Reproduza sem alterações o trecho do texto sobre o negacionismo, começando em “Mirou, sobretudo, o” e terminando em “único dia: 1.582.”.
━━━ Texto extraído ━━━
Bolsonaro
é paranoico, vê conspiração em tudo. Acredita que os defensores do lockdown
querem desestabilizar seu governo e aprovar o seu impeachment
O
presidente Jair Bolsonaro bateu no teto do negacionismo quando atacou
governadores e prefeitos que adotaram medidas de lockdown. Em Fortaleza,
durante evento que causou aglomeração e ao qual compareceu sem máscara, na
sexta-feira, disse: “Agora, o que o povo mais pede, e eu tenho visto, em
especial no Ceará, é trabalhar. Essa politicalha do ‘fique em casa, a economia
a gente vê depois’, não deu certo e não vai dar certo”. Aproveitou para ameaçar
os governadores que não seguirem a sua cartilha: “O auxílio emergencial vem por
mais alguns meses e, daqui para a frente, o governador que fechar seu estado, o
governador que destrói emprego, ele é quem deve bancar o auxílio emergencial”.
Mirou, sobretudo, o governador cearense Camilo Santana (PT), que havia endurecido as medidas de distanciamento social. Fortaleza está com uma taxa de ocupação de leitos de UTI de 94%, sendo uma das capitais em risco de colapso do Sistema Único de Saúde (SUS). As demais são: Porto Velho (RO), 100%; Florianópolis (SC), 96,2%; Manaus (AM), 94,6%; Goiânia (GO), 94,4%; Teresina (PI), 93%; e Curitiba (PR), 90,0%. O país já contabilizou 10,4 milhões de casos e 252 mil óbitos por covid-19 desde o início da pandemia. Na véspera das declarações, Bolsonaro havia questionado o uso de máscaras, enquanto o país batia o recorde de mortos num único dia: 1.582.
Psicologicamente,
negacionismo é uma forma de escapar de uma verdade desconfortável. Na ciência,
o negacionismo é definido como a rejeição dos conceitos básicos, incontestáveis
e apoiados por consenso científico a favor de ideias radicais e controversas.
Costuma se fortalecer quando a sociedade se depara com situações de
instabilidade, como essa crise sanitária, ou diante de algo nunca presenciado,
um vírus novo e letal, como é o caso. O negacionismo apela para teorias e
discursos conspiratórios, que acabam favorecendo disputas ideológicas, interesses
políticos e religiosos. Bolsonaro é paranoico, vê conspiração em tudo. Acredita
que os defensores do lockdown (medida para conter a velocidade de propagação do
vírus e evitar o colapso do sistema de saúde) querem desestabilizar seu governo
e aprovar o seu impeachment.
O
negacionismo é insidioso e perigoso, pois atua no campo ideológico para
influenciar a opinião pública e legitimar governantes com posições
anticientíficas. Com isso, pode resultar em tragédias humanitárias. É o caso da
epidemia de Aids na África do Sul, que chegou a registrar 5,4 milhões
infectados, para uma população de 48 milhões de pessoas. O ex-presidente
sul-africano Thabo Mbeki (1999-2008) ficou para a história como o principal
negacionista do HIV/Sida, que mandou tratar com erva, o que custou a vida de
mais de 300 mil pessoas. Há quem exija que seja julgado por crimes contra a
humanidade.
A negligência no combate à pandemia, a negação das vacinas e a insistência na promoção de tratamentos comprovadamente ineficazes contra a covid-19, pelo presidente Jair Bolsonaro, porém, provocou ampla mobilização de médicos, pesquisadores e entidades científicas, que atuam nos meios de comunicação e nas redes sociais para combater a fake news e explicar à população o que realmente está acontecendo. O negacionismo irresponsável é tanto que até hoje o governo não fez uma campanha oficial de esclarecimento e incentivo à vacinação, que é a última fronteira do combate ao negacionismo em relação à pandemia da covid-19.
━━━ Dados disponíveis ━━━
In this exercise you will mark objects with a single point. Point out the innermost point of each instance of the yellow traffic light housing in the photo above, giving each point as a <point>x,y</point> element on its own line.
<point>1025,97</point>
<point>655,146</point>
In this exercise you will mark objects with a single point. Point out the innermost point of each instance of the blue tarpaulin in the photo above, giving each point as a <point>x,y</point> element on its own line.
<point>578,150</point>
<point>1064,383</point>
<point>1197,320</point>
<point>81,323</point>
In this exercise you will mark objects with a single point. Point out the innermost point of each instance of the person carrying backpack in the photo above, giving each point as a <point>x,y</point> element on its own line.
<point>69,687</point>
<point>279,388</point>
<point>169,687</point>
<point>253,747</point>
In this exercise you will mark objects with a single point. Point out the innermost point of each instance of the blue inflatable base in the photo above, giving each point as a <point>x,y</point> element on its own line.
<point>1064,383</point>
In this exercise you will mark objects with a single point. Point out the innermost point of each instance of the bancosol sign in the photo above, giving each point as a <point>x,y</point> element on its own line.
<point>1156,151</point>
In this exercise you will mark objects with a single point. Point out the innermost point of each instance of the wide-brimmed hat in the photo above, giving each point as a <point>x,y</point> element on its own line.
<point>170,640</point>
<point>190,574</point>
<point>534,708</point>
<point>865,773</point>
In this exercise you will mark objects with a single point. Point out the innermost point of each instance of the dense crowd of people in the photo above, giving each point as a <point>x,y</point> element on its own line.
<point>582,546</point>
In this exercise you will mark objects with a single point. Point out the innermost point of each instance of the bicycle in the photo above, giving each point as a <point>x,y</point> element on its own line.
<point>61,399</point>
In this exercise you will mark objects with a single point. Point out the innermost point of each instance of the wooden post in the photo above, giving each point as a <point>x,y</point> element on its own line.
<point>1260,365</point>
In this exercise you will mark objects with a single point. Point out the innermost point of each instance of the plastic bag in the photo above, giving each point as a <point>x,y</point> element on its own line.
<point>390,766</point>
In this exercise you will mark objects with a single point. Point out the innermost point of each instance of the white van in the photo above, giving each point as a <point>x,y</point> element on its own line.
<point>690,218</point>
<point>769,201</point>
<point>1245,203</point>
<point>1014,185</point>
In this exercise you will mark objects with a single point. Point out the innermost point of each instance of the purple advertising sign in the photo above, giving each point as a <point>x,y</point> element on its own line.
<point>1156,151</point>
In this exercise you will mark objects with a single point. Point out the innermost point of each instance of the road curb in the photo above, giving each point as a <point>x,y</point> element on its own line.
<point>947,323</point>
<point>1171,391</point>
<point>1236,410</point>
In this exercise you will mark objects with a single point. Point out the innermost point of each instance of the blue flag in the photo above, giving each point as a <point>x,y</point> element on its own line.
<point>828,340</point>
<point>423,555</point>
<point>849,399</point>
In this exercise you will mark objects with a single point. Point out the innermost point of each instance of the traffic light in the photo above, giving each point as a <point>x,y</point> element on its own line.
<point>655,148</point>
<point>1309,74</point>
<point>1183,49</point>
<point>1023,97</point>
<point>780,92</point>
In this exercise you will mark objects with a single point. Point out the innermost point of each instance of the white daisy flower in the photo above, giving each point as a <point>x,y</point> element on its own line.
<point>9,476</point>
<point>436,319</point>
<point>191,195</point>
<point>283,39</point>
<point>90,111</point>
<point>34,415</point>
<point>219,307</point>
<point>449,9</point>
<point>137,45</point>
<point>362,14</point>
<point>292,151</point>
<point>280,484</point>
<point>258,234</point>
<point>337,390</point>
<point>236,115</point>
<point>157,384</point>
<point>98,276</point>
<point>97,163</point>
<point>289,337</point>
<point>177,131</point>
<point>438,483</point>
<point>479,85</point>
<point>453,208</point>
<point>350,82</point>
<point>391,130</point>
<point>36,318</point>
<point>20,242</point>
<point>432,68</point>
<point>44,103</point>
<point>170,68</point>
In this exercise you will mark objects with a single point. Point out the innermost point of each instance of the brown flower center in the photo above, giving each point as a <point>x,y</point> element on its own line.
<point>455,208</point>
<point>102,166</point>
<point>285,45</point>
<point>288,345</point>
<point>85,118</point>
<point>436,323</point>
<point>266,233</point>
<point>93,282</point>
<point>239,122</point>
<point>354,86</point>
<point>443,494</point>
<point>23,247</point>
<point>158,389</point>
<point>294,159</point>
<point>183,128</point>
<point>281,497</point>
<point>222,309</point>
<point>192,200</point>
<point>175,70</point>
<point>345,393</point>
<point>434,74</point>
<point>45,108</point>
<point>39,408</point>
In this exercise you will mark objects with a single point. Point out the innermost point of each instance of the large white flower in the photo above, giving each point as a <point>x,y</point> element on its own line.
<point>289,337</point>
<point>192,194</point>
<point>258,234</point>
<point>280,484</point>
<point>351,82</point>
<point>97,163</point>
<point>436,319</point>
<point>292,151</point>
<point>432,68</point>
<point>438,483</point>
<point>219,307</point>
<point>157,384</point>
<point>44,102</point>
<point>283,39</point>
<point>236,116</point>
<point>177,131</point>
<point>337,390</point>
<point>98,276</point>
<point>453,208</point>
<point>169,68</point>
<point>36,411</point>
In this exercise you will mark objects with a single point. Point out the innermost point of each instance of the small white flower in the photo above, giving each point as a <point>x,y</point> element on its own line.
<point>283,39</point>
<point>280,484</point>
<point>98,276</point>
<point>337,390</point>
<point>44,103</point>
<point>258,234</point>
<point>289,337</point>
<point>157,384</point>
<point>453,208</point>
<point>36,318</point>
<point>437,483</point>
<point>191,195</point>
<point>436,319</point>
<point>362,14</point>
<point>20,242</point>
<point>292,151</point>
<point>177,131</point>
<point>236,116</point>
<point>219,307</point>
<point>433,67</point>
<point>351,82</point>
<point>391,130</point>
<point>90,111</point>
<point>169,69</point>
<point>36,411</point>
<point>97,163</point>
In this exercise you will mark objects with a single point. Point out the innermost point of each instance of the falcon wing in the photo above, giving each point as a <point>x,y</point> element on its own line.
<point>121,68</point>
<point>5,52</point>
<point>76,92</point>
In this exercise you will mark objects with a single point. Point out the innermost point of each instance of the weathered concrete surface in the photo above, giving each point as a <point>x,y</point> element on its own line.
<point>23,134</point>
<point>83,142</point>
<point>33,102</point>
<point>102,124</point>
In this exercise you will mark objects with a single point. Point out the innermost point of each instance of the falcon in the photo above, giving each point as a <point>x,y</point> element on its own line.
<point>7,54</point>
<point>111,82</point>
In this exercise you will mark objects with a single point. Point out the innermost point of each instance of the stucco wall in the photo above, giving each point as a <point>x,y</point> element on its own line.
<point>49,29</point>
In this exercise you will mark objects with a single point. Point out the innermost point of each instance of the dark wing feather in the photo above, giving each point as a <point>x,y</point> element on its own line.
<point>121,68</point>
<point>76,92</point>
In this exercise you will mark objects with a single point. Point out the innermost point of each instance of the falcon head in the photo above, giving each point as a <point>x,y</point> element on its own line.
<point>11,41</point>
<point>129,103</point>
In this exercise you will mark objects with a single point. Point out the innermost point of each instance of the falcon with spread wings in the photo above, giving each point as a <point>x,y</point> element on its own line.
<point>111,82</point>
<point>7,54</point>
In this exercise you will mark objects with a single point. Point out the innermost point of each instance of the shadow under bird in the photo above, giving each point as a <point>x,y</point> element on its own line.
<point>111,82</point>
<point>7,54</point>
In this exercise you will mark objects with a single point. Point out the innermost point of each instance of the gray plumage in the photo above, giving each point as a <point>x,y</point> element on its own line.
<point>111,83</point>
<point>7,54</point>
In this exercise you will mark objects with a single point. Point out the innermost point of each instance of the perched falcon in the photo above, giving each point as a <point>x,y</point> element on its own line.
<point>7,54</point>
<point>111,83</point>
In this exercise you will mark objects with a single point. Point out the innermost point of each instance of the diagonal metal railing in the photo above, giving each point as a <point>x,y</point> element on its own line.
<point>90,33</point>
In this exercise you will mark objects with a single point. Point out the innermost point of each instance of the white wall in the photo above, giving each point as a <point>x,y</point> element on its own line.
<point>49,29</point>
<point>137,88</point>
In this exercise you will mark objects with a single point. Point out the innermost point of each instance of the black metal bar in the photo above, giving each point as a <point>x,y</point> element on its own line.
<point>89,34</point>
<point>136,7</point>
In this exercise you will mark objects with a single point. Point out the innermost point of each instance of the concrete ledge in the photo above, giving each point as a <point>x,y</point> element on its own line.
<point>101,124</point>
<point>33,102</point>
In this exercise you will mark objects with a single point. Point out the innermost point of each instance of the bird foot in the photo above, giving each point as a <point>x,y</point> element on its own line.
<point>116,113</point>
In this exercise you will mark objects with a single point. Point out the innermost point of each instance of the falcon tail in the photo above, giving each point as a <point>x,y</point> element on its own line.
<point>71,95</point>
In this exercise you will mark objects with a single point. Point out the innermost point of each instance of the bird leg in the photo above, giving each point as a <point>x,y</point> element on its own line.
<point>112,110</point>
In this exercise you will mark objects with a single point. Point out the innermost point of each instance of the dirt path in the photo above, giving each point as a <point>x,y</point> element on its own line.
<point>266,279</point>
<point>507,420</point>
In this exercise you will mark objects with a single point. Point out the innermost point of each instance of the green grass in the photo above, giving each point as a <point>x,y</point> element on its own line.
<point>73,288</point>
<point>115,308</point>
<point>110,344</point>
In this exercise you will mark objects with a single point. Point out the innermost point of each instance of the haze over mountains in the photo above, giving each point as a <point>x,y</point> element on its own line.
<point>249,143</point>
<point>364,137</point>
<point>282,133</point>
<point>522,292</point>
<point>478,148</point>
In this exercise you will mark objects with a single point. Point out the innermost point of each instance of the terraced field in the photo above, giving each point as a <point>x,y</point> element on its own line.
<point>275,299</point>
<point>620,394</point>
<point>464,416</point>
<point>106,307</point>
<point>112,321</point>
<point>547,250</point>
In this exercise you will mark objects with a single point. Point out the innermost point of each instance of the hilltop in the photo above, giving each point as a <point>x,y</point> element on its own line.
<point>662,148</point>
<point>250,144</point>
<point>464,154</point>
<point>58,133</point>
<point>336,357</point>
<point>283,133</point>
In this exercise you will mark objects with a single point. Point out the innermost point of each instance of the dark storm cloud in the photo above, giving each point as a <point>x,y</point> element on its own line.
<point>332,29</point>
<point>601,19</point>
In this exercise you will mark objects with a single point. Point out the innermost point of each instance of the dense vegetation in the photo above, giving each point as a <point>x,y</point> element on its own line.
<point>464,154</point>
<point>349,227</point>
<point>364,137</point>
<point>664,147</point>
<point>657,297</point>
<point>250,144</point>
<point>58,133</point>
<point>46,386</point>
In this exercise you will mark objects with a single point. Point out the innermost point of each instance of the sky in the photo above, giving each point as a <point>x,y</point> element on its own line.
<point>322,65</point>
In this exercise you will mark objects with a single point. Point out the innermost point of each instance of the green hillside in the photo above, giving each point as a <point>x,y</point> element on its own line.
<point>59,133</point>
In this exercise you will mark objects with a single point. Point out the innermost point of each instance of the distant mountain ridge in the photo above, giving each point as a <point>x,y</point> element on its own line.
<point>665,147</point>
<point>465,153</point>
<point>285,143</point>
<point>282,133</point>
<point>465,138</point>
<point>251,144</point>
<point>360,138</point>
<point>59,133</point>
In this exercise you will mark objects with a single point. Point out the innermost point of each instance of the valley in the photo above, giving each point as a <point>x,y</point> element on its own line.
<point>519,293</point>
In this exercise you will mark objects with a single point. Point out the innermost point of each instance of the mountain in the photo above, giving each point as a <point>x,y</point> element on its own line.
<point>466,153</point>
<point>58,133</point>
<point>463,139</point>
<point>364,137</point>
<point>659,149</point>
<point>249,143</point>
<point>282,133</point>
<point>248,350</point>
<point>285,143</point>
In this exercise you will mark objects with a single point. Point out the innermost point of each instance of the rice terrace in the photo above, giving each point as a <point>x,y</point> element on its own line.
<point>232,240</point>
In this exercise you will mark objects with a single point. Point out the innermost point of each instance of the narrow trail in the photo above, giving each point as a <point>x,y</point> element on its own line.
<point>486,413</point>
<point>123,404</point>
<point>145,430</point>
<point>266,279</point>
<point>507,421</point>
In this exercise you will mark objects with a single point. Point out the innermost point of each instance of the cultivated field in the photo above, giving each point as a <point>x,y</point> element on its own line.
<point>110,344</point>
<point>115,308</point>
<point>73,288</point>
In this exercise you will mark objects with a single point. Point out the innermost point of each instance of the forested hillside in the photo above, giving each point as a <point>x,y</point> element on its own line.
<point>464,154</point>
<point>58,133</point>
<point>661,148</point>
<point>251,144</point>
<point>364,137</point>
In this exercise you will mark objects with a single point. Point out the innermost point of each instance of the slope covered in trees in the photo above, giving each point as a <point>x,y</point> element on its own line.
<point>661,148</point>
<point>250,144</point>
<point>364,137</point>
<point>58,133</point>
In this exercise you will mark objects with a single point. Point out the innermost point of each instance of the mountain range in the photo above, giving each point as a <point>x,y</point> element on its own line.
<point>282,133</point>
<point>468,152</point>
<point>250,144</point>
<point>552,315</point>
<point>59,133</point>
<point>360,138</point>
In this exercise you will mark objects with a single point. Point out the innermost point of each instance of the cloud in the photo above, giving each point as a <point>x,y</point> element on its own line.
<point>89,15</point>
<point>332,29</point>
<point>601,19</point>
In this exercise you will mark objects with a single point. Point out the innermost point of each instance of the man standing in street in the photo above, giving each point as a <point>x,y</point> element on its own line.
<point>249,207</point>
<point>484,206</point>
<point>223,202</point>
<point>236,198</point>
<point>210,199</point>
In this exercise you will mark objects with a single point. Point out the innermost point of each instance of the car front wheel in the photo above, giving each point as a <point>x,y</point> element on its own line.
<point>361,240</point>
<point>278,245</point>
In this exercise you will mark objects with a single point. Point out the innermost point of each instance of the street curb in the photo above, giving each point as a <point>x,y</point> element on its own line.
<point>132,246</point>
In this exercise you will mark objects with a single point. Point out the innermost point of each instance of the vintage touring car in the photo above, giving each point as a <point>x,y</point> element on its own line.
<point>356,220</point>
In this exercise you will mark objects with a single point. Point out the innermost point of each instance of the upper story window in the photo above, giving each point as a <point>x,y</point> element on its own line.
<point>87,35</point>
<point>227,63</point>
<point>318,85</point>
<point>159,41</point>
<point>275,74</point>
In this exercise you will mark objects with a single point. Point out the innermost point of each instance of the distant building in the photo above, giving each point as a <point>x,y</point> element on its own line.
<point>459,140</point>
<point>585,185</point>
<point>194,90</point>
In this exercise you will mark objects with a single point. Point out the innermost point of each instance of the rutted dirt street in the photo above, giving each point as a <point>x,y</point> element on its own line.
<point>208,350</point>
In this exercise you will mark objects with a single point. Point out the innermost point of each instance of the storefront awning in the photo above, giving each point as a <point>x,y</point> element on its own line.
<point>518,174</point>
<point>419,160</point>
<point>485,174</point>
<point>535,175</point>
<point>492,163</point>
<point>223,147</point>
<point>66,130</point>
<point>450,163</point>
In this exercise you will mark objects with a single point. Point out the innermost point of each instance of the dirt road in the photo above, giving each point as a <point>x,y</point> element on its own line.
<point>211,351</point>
━━━
**Resposta escrita:**
Mirou, sobretudo, o governador cearense Camilo Santana (PT), que havia endurecido as medidas de distanciamento social. Fortaleza está com uma taxa de ocupação de leitos de UTI de 94%, sendo uma das capitais em risco de colapso do Sistema Único de Saúde (SUS). As demais são: Porto Velho (RO), 100%; Florianópolis (SC), 96,2%; Manaus (AM), 94,6%; Goiânia (GO), 94,4%; Teresina (PI), 93%; e Curitiba (PR), 90,0%. O país já contabilizou 10,4 milhões de casos e 252 mil óbitos por covid-19 desde o início da pandemia. Na véspera das declarações, Bolsonaro havia questionado o uso de máscaras, enquanto o país batia o recorde de mortos num único dia: 1.582.